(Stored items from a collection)
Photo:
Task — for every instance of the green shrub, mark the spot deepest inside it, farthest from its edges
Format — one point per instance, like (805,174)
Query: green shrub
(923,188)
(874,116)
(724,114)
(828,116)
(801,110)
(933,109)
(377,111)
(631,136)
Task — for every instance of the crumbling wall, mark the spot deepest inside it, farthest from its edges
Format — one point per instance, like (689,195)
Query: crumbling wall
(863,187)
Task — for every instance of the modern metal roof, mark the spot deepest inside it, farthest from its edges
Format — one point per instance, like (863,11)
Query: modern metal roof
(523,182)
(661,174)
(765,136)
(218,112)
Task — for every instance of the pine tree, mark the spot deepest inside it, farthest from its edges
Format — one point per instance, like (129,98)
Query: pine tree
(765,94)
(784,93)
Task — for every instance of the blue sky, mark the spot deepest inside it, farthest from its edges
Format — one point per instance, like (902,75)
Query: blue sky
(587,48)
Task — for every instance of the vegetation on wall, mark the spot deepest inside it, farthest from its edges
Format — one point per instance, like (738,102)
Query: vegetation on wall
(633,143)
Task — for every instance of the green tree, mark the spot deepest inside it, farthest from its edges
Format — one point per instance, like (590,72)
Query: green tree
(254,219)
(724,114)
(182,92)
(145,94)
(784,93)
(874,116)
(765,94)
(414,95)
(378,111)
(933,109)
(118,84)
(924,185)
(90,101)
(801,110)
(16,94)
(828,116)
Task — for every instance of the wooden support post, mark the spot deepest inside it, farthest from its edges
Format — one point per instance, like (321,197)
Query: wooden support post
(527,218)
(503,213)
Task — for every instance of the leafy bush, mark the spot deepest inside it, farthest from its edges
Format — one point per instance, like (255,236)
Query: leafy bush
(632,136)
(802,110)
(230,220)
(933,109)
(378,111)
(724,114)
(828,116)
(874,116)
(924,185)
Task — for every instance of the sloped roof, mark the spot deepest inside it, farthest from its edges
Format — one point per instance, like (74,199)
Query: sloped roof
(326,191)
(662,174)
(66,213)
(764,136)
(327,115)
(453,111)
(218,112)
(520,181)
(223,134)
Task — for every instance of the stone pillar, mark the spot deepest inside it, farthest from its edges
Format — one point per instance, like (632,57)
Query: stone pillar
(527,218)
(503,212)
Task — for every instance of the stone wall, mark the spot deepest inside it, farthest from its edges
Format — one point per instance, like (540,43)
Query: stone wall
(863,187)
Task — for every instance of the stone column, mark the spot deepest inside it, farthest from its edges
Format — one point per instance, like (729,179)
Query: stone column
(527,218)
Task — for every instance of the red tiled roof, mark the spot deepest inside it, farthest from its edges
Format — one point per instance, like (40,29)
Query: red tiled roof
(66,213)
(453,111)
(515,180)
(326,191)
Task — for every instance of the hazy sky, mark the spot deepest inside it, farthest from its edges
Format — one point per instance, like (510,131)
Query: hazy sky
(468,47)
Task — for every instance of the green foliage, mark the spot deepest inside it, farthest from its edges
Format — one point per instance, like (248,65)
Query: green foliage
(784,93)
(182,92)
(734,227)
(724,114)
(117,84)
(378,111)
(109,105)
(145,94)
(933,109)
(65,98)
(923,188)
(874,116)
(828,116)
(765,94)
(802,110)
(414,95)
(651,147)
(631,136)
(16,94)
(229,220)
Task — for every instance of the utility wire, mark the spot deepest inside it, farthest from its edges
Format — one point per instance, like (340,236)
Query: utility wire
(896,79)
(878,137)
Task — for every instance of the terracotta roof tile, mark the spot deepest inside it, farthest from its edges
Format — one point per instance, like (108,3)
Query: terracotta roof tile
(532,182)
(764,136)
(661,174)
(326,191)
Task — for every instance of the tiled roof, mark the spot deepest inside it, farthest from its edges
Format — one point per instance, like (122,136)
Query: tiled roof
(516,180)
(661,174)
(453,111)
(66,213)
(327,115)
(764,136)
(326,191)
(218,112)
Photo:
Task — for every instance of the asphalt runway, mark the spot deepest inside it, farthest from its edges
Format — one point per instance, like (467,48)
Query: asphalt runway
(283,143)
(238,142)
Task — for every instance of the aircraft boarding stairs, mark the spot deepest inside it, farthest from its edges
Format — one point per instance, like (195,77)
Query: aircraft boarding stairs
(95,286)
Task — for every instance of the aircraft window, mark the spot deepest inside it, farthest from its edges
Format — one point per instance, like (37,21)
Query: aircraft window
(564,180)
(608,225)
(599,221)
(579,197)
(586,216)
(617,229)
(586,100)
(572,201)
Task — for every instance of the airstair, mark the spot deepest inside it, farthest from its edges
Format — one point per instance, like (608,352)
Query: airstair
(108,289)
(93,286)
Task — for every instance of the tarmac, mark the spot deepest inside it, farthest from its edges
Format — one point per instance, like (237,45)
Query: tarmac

- [WHAT IS EXPECTED] Write out all of the records once more, exactly.

- [RESPONSE BOX]
Photo:
Task — for every instance of the green shrub, mark the spot deepest inside it, farthest from its edges
Format — one point per instance, like (805,174)
Query: green shrub
(923,188)
(874,116)
(724,114)
(828,116)
(801,110)
(933,109)
(377,111)
(631,136)
Task — for every instance of the crumbling wall, mark the spot deepest inside it, farthest from its edges
Format — one point per instance, like (689,195)
Query: crumbling wall
(863,187)
Task — for every instance of the modern metal roof, mark the spot deepest inside it, farthest from its edges
Format — one point per instance, like (863,11)
Query: modern metal roof
(523,182)
(661,174)
(765,136)
(218,112)
Task — for every instance of the pine tree, mark the spot deepest inside it, farthest from its edges
Format — one point per instance, like (129,98)
Query: pine tree
(765,94)
(784,93)
Task — for every instance of the blue sky, mark the spot deepest inside it, farthest from its edges
Format — one point per instance, like (902,75)
Query: blue sky
(587,48)
Task — for every instance of the vegetation on wall, mark the spot deepest inside it, farthest from its edges
Format — one point per instance, like (738,102)
Query: vegetation on wall
(633,143)
Task — for every instance of the green tree, mark the spot deepest inside it, farthest from its edges
Format — one point per instance, like (590,72)
Query: green tree
(254,219)
(724,114)
(182,92)
(145,94)
(784,93)
(874,116)
(765,94)
(414,95)
(378,111)
(933,109)
(118,84)
(924,185)
(90,101)
(801,110)
(16,94)
(828,116)
Task — for every instance of the wooden support post, mark the spot deepest inside it, farthest from its edges
Format — one point per instance, like (321,197)
Query: wooden support post
(527,218)
(503,213)
Task — for every instance of the leafy bush, mark the spot deepest inside it, farthest from its edges
Format — one point per instance, like (255,236)
Query: leafy bush
(632,136)
(802,110)
(230,220)
(933,109)
(378,111)
(724,114)
(828,116)
(874,116)
(924,185)
Task — for every instance of the sloped roof, mark the spot deepest inside it, farthest from its edges
Format — one point per instance, like (74,199)
Query: sloped roof
(326,191)
(662,174)
(66,213)
(764,136)
(327,115)
(453,111)
(218,112)
(520,181)
(223,134)
Task — for every instance of the stone pillar, mark the spot deepest inside it, farthest from its edges
Format — one point per instance, like (632,57)
Query: stone pillar
(527,218)
(503,212)
Task — for every instance of the stone wall, mark the spot deepest inside it, farthest from its edges
Format — one point per instance, like (540,43)
Query: stone wall
(863,187)
Task — for every instance of the stone column, mark the spot deepest inside it, farthest from its edges
Format — one point per instance, like (729,179)
Query: stone column
(527,218)
Task — for every instance of the red tiled roof, mark the spot deepest inside it, farthest from its edges
Format — one point per instance, like (40,29)
Query: red tiled roof
(66,213)
(453,111)
(515,180)
(326,191)
Task — for every instance of the hazy sky, mark the spot deepest inside it, farthest from its edges
Format — one point per instance, like (510,131)
Query: hazy sky
(468,47)
Task — for every instance of the green foliage, mark the spot deepest inside it, farthest from its edges
Format — one point per instance, like (248,65)
Query: green foliage
(784,93)
(182,92)
(734,227)
(724,114)
(117,84)
(378,111)
(109,105)
(145,94)
(933,109)
(65,98)
(923,188)
(874,116)
(828,116)
(765,94)
(802,110)
(414,95)
(651,147)
(631,136)
(16,94)
(229,220)
Task — for every instance of the utility wire, mark the spot deepest inside it, farthest from its edges
Format — one point per instance, like (340,236)
Query: utility wire
(896,79)
(878,137)
Task — for every instance of the terracotta roof tile, mark the spot deepest inside it, farthest from its edges
Format — one point per instance, like (108,3)
Query: terracotta roof tile
(532,182)
(764,136)
(661,174)
(326,191)
Task — for every instance of the tiled roof, mark the spot deepest inside it, farthest from its edges
Format — one point per instance, like (122,136)
Query: tiled roof
(516,180)
(661,174)
(453,111)
(66,213)
(327,115)
(764,136)
(326,191)
(218,112)
Photo:
Task — for every instance of the asphalt runway, mark the spot deepest inside it, farthest from its edges
Format — one point per instance, like (467,48)
Query: asphalt runway
(283,143)
(238,142)
Task — for every instance of the aircraft boarding stairs, mark the spot deepest inside it, farthest from its edges
Format — one point per instance, like (195,77)
Query: aircraft boarding stairs
(95,286)
Task — for every instance of the aircraft window, mark the spot deepest inside it, farthest from its edges
Format — one point per instance, like (37,21)
Query: aircraft window
(564,180)
(608,225)
(599,221)
(579,197)
(586,216)
(617,229)
(586,100)
(572,201)
Task — for every instance of the airstair, mark the spot deepest inside it, farthest from its edges
Format — one point per instance, like (608,352)
Query: airstair
(108,289)
(93,286)
Task — for every instance of the tarmac, mark the spot deepest inside it, farthest from its edges
Format — one point per instance, like (237,45)
Query: tarmac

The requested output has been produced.